Task objective> Recast every line of the rows below as a Markdown table with two columns, Num for a running line number and Line for the text, skipping blank lines. Leave the pictures out of the answer.

[Boundary annotation records]
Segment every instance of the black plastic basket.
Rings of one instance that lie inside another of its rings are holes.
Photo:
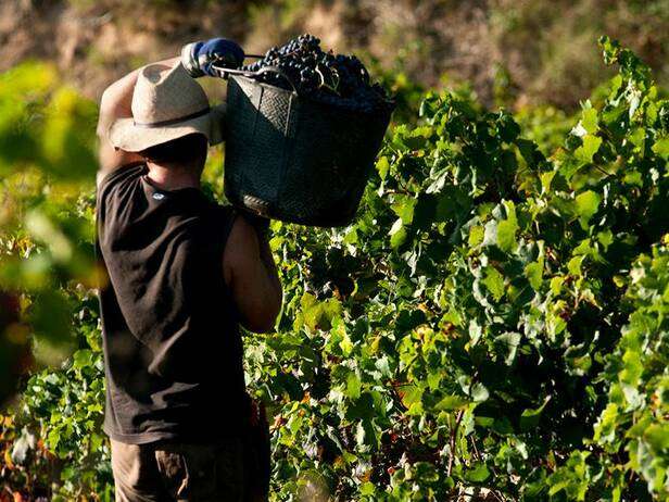
[[[263,71],[286,77],[278,68]],[[346,111],[260,83],[253,74],[225,73],[230,74],[225,124],[230,202],[285,222],[349,224],[391,112]]]

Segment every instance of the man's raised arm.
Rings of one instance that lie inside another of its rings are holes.
[[[224,252],[223,269],[242,326],[254,332],[268,332],[274,329],[283,293],[267,238],[256,227],[247,216],[236,219]]]

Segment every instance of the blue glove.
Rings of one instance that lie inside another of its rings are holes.
[[[212,63],[226,68],[238,68],[243,62],[243,49],[227,38],[187,43],[181,49],[181,64],[193,78],[203,75],[218,76],[212,68]]]

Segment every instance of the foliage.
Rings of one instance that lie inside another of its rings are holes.
[[[275,334],[247,337],[245,363],[274,416],[276,500],[667,499],[669,103],[634,54],[601,45],[619,73],[564,137],[429,92],[352,225],[273,223],[285,305]],[[216,197],[219,174],[217,153]],[[90,197],[62,200],[53,228],[89,228]],[[64,235],[89,256],[89,231]],[[97,308],[59,242],[26,246],[51,260],[52,289],[23,289],[76,305],[79,350],[28,380],[0,479],[45,482],[55,455],[61,497],[104,500]]]

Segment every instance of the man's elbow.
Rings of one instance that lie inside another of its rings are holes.
[[[281,312],[281,303],[278,302],[273,305],[268,305],[266,309],[258,310],[254,315],[249,316],[242,323],[243,327],[249,331],[267,334],[275,330],[277,317]]]

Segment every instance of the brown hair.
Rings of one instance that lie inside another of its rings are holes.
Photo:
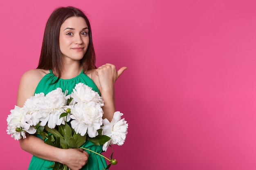
[[[58,79],[61,75],[62,68],[62,54],[59,44],[61,26],[67,19],[74,16],[81,17],[84,19],[89,29],[89,45],[86,52],[80,60],[81,65],[84,72],[96,68],[95,54],[89,20],[84,13],[77,8],[72,7],[59,7],[51,14],[46,23],[40,58],[37,68],[53,70],[58,75]]]

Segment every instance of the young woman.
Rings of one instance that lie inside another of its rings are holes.
[[[89,21],[80,10],[71,7],[56,9],[45,27],[39,64],[36,69],[22,75],[17,105],[36,93],[61,88],[70,94],[75,85],[82,82],[99,92],[103,97],[103,118],[111,121],[116,111],[114,83],[126,68],[117,71],[106,64],[97,68],[92,31]],[[50,170],[53,162],[66,165],[72,170],[102,170],[106,167],[102,157],[81,149],[63,149],[47,145],[40,136],[27,135],[20,140],[21,148],[34,156],[29,170]],[[87,141],[83,147],[102,152],[102,146]]]

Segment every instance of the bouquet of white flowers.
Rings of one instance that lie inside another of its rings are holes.
[[[40,135],[48,144],[64,149],[82,148],[99,155],[110,161],[106,169],[116,160],[81,146],[86,140],[96,145],[103,145],[106,151],[110,145],[123,145],[128,124],[121,119],[123,114],[114,113],[111,122],[103,119],[102,97],[92,88],[82,83],[76,85],[73,91],[61,88],[45,95],[36,94],[25,102],[23,107],[15,106],[7,118],[8,134],[15,140],[26,138],[27,133]],[[66,170],[65,165],[55,162],[53,170]]]

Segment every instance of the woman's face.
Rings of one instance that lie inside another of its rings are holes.
[[[61,26],[60,48],[63,60],[79,60],[85,54],[89,45],[89,29],[82,17],[66,19]]]

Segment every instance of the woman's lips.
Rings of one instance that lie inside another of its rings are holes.
[[[83,51],[83,49],[84,49],[84,47],[75,47],[75,48],[72,48],[72,49],[73,49],[73,50],[74,50],[77,51]]]

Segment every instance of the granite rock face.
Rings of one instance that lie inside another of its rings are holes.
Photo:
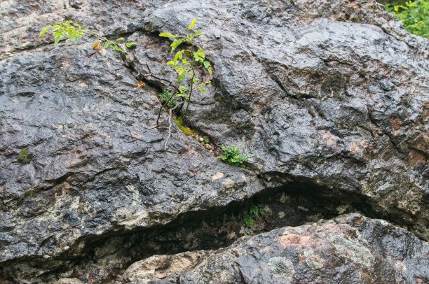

Written response>
| Num | Line |
|---|---|
| 1 | Segment every instance of the black plastic basket. |
| 2 | Rings of one instance that lie inside another of its rings are holes. |
| 3 | Photo: |
| 4 | [[[263,71],[286,77],[278,68]],[[346,111],[260,83],[253,74],[225,73],[230,74],[225,124],[230,202],[285,222],[349,224],[391,112]]] |
| 5 | Segment every instance of the man's raised arm. |
| 6 | Rings of one instance that lie inside another of its rings are holes. |
| 7 | [[[224,252],[223,269],[242,326],[254,332],[268,332],[274,329],[283,293],[267,238],[256,227],[247,216],[236,219]]] |
| 8 | Segment every instance of the blue glove. |
| 9 | Rings of one instance that lie inside another of its rings are holes. |
| 10 | [[[212,63],[226,68],[238,68],[243,62],[243,49],[227,38],[187,43],[181,49],[181,64],[193,78],[203,75],[218,76],[212,68]]] |
| 11 | Segment every instance of the foliage. |
| 12 | Rings of one instance that lie inside another of its rings are holes. |
| 13 | [[[275,334],[247,337],[245,363],[274,416],[276,500],[667,499],[669,103],[634,54],[601,45],[619,73],[564,137],[429,92],[352,225],[273,223],[285,305]],[[216,197],[219,174],[217,153]],[[90,197],[62,200],[53,228],[89,228]],[[64,235],[89,256],[89,231]],[[97,308],[59,242],[26,246],[51,260],[52,289],[23,289],[76,305],[79,350],[28,380],[0,479],[45,482],[55,455],[61,497],[104,500]]] |
| 14 | Segment every instance of the man's elbow. |
| 15 | Rings of one instance that lie inside another of its rings are holes. |
| 16 | [[[281,312],[281,303],[278,302],[273,305],[268,305],[266,309],[258,310],[254,315],[249,316],[242,323],[243,327],[249,331],[267,334],[275,330],[277,317]]] |
| 17 | Segment every instance of the brown hair. |
| 18 | Rings of one instance that lie inside another of its rings are holes. |
| 19 | Photo: |
| 20 | [[[58,79],[61,75],[62,68],[62,54],[59,44],[61,26],[67,19],[74,16],[81,17],[84,19],[89,29],[89,45],[86,52],[80,60],[81,65],[84,72],[96,68],[95,54],[89,20],[84,13],[77,8],[72,7],[59,7],[51,14],[46,23],[40,58],[37,68],[53,70],[58,75]]] |
| 21 | Segment every instance of the young woman. |
| 22 | Rings of one instance that lie inside another of its rings are holes. |
| 23 | [[[89,21],[80,10],[71,7],[56,9],[45,27],[39,64],[36,69],[22,75],[17,105],[36,93],[61,88],[70,94],[75,85],[82,82],[99,92],[103,97],[103,118],[111,121],[116,111],[114,83],[126,68],[117,71],[106,64],[97,68],[92,31]],[[50,170],[53,162],[66,165],[72,170],[102,170],[106,167],[102,157],[81,149],[63,149],[47,145],[40,136],[27,135],[20,140],[21,148],[34,156],[29,170]],[[87,141],[83,147],[102,152],[102,146]]] |
| 24 | Segment every instance of the bouquet of white flowers. |
| 25 | Rings of one instance that lie inside another of its rings are holes. |
| 26 | [[[40,135],[48,144],[64,149],[82,148],[99,155],[110,161],[106,169],[116,160],[81,146],[86,140],[96,145],[103,145],[106,151],[110,145],[123,145],[128,124],[121,119],[123,114],[114,113],[111,122],[103,119],[102,97],[92,88],[82,83],[76,85],[73,91],[61,88],[45,95],[36,94],[25,102],[23,107],[15,106],[7,118],[8,134],[15,140],[26,138],[27,133]],[[66,170],[65,165],[55,162],[53,170]]] |
| 27 | Segment every instance of the woman's face. |
| 28 | Rings of one instance that lie inside another of its rings are holes. |
| 29 | [[[61,26],[60,48],[63,60],[79,60],[85,54],[89,45],[89,29],[82,17],[66,19]]] |
| 30 | Segment every instance of the woman's lips. |
| 31 | Rings of one instance that lie inside another of its rings are holes. |
| 32 | [[[83,51],[83,49],[84,49],[84,47],[75,47],[75,48],[72,48],[72,49],[73,49],[73,50],[74,50],[77,51]]] |
| 33 | Segment every instance of the granite rock face. |
| 34 | Rings of one instance that lie inside another of its rings are holes. |
| 35 | Photo: |